-- Input records follows --

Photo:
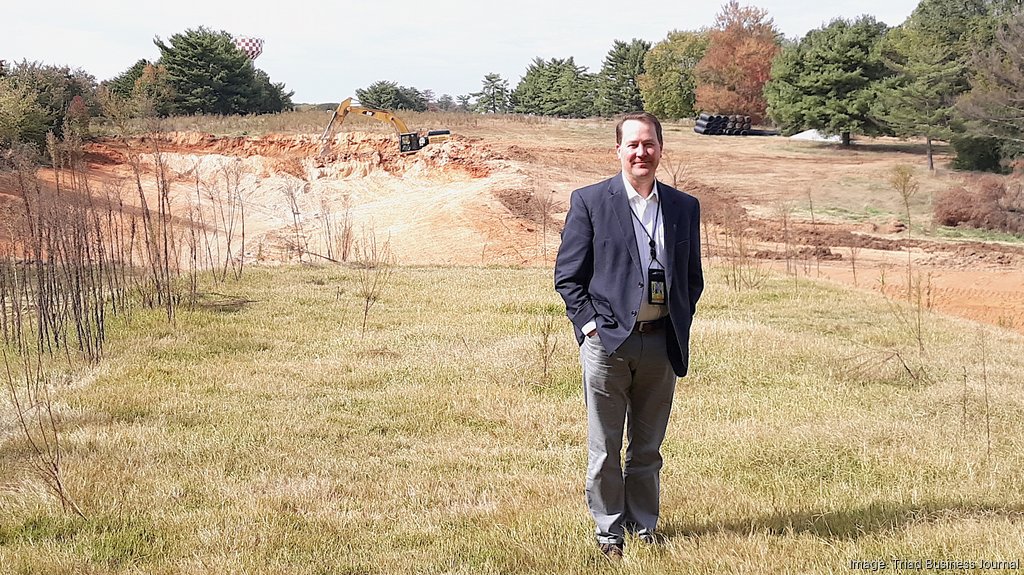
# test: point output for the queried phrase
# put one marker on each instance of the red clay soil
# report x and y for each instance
(471, 202)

-- Input records concluded --

__Task goal__
The material above must be reproduced line for line, with the images omitted.

__Answer for the task__
Photo:
# test: point output for the queried phrase
# put one marker on each instance of the red clay soil
# report x and y for each instance
(471, 202)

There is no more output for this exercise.